_Provided text_
··········
The course will cover basic science and human anatomy, biochemistry, physiology, pathology, pharmacology, internal medicine, surgery, medical specialty, clinical practice, community and family medicine, as well as intern studies with classes taught in both English and Chinese.

With subsidies applied, Macao students will pay around MOP55,000 (US$6,803) per year while overseas students pay around MOP$160,000 (US$20,286) per year for the six-year course.

“We will have a clinical focus and an international curriculum,” said Fok. “From the third year, our students will go overseas and work in medical schools in other countries.”

With more than 20 partner universities, including institutions in Portugal, Australia, the US and UK, students will become stronger clinicians through experience with different health delivery systems. They will also see and treat illnesses they might not typically encounter in Macao, experience which will benefit both residents and the city’s growing expat community.

The aim is to have at least 50 per cent local students. “It is more important to get the right students than the right number,” Fok noted. “In Hong Kong, several thousand apply for medicine at HKU and Chinese University; only a third get in. Some may wish to apply here.”

Local graduates will be offered work in hospitals in Macao after completing their studies. With a qualification internationally recognised, they will also be able to take a further examination to work in Hong Kong or overseas.

“Most important will be the teachers, not the gadgets,” Fok asserted. Doctors from Hong Kong will comprise the majority of professors, with others coming from mainland China, Australia, the UK and US.
··········
_Supplied entries_

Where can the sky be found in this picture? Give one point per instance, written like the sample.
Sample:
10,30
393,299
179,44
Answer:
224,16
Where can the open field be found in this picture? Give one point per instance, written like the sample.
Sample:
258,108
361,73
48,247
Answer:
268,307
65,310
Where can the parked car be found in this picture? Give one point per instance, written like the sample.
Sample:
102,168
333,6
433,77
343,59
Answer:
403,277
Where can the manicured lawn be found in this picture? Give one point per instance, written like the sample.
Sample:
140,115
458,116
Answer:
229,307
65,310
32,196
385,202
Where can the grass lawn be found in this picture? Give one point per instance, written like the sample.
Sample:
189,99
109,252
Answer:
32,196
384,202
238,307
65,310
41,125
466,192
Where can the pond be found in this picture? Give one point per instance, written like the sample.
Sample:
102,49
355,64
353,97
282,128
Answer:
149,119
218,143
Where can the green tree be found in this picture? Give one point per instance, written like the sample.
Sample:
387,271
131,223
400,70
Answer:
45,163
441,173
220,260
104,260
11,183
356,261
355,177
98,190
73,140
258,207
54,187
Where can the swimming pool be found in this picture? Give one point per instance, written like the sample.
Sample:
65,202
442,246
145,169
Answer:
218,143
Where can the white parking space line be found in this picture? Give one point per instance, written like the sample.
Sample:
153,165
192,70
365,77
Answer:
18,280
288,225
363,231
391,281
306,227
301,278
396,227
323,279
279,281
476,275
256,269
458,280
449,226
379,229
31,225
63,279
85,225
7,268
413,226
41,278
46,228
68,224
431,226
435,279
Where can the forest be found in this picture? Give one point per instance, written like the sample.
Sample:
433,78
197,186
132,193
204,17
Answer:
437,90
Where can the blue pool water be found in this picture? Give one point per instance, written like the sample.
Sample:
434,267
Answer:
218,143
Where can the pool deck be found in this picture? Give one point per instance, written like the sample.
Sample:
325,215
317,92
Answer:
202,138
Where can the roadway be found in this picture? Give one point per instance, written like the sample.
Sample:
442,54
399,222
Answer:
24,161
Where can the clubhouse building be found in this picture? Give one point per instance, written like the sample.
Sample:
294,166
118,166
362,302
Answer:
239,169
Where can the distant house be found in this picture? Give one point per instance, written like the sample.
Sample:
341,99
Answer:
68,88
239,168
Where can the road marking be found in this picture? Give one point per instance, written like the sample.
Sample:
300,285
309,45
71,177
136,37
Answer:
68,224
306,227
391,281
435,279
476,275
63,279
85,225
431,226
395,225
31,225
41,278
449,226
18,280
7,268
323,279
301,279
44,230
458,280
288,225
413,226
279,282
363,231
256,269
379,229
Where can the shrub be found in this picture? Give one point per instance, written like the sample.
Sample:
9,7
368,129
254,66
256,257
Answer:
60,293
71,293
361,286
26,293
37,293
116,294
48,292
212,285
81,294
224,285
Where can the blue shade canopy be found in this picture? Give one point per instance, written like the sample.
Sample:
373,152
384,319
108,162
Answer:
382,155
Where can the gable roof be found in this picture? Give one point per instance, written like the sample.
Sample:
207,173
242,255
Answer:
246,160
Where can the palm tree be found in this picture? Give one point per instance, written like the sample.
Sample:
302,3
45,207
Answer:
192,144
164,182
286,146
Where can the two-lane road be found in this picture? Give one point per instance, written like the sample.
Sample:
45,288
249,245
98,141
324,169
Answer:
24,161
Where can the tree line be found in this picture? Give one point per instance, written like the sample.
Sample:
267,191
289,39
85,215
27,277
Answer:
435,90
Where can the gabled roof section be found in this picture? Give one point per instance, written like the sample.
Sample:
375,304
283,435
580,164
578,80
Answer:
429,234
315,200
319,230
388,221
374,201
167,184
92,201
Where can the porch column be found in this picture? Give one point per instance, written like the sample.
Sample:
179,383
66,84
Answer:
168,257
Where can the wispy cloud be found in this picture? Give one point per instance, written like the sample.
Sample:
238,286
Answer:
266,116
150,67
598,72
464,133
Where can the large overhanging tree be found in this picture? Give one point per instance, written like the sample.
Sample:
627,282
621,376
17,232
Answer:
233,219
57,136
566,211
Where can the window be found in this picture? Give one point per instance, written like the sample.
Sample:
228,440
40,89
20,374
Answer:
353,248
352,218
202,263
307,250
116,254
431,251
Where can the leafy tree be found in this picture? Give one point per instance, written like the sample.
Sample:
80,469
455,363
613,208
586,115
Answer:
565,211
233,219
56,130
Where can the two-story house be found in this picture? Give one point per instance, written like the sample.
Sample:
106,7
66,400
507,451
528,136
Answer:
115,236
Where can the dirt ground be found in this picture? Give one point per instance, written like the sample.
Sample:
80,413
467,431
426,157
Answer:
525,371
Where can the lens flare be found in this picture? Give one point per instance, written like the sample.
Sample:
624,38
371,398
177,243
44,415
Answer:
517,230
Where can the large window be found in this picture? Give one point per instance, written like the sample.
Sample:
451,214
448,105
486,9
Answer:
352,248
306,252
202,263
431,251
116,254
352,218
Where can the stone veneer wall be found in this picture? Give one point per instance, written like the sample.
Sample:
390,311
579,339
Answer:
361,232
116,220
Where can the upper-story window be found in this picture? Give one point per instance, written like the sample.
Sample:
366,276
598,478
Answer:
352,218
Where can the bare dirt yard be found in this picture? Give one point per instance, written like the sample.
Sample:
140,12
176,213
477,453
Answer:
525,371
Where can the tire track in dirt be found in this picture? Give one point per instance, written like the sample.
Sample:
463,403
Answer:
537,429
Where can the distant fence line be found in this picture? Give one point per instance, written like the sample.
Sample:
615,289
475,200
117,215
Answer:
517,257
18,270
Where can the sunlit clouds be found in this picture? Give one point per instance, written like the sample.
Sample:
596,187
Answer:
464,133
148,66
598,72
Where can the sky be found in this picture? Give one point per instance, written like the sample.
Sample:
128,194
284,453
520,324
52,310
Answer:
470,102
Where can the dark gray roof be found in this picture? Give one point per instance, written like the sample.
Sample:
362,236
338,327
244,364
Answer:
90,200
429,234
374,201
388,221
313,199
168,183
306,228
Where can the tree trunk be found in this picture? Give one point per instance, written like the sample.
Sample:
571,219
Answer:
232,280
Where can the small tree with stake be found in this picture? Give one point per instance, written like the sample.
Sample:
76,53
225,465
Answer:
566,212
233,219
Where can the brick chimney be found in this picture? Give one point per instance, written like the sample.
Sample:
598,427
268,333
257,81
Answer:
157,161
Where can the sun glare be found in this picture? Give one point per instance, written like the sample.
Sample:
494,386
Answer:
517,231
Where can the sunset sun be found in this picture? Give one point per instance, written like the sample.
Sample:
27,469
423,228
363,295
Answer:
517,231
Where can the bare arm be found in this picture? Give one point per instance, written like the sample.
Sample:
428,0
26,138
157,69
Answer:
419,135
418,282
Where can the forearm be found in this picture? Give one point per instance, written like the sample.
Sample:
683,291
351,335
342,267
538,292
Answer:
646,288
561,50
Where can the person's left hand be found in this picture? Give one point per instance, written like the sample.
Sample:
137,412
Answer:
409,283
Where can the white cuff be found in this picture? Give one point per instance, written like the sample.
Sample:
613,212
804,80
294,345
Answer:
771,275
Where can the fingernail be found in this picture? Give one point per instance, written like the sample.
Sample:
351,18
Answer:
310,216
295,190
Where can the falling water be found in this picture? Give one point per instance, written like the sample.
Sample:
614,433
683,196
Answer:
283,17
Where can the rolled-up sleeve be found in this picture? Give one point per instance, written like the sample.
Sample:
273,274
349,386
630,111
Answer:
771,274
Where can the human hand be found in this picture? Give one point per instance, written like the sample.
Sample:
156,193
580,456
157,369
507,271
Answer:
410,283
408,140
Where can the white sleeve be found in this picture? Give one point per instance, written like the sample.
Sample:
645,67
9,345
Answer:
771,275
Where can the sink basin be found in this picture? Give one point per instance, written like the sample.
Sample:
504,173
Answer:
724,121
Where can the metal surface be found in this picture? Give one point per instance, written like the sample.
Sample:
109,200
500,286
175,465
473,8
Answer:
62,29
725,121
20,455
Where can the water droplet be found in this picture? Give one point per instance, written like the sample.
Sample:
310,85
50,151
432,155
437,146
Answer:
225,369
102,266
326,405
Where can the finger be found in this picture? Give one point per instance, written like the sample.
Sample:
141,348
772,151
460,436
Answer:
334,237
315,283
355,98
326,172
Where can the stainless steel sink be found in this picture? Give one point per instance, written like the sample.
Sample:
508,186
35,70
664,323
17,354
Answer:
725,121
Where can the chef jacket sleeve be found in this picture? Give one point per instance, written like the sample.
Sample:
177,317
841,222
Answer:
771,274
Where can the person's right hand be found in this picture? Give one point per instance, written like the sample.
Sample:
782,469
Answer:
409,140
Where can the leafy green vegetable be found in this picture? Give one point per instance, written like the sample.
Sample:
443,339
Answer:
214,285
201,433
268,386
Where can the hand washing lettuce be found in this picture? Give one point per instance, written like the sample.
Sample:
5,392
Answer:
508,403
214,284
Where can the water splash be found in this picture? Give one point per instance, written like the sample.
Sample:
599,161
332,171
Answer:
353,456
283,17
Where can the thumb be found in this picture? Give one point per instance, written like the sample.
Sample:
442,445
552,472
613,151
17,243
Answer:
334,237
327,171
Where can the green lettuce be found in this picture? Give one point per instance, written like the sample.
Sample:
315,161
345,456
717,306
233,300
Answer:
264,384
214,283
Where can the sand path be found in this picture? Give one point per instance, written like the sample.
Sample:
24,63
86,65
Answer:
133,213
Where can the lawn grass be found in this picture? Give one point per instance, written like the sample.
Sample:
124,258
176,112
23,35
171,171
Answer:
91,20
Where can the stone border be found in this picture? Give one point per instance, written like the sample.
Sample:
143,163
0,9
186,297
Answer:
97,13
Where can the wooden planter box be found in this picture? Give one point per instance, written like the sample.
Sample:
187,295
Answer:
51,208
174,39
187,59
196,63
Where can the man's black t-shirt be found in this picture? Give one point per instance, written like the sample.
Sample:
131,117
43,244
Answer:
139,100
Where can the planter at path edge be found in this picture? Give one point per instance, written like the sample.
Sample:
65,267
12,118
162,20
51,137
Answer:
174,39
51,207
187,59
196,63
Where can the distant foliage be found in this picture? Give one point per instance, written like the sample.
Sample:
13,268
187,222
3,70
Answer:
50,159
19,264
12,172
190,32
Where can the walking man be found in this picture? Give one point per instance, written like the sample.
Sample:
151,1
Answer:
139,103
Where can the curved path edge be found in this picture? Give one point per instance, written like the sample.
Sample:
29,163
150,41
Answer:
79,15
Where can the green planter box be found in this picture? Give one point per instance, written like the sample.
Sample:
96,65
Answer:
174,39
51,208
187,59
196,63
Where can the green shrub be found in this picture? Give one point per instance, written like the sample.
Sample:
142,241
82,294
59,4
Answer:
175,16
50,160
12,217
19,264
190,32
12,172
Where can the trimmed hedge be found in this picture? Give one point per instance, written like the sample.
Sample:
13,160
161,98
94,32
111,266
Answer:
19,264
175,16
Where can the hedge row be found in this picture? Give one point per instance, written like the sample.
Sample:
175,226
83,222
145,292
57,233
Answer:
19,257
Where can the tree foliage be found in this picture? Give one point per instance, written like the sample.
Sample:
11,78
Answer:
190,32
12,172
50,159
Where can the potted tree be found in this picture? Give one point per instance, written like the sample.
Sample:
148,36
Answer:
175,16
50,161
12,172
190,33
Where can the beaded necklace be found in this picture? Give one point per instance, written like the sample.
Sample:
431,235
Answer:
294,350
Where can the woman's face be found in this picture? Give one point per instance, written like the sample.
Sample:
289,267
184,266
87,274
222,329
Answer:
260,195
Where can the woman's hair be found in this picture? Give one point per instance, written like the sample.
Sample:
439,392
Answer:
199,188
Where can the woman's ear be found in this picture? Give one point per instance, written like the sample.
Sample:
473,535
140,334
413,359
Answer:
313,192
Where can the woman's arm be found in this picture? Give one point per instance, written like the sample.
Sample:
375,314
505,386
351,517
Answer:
··········
_How to complete this task_
In the medical course text, from which year of the course will students go overseas to work in medical schools in other countries?

_Problem solution_
From the third year.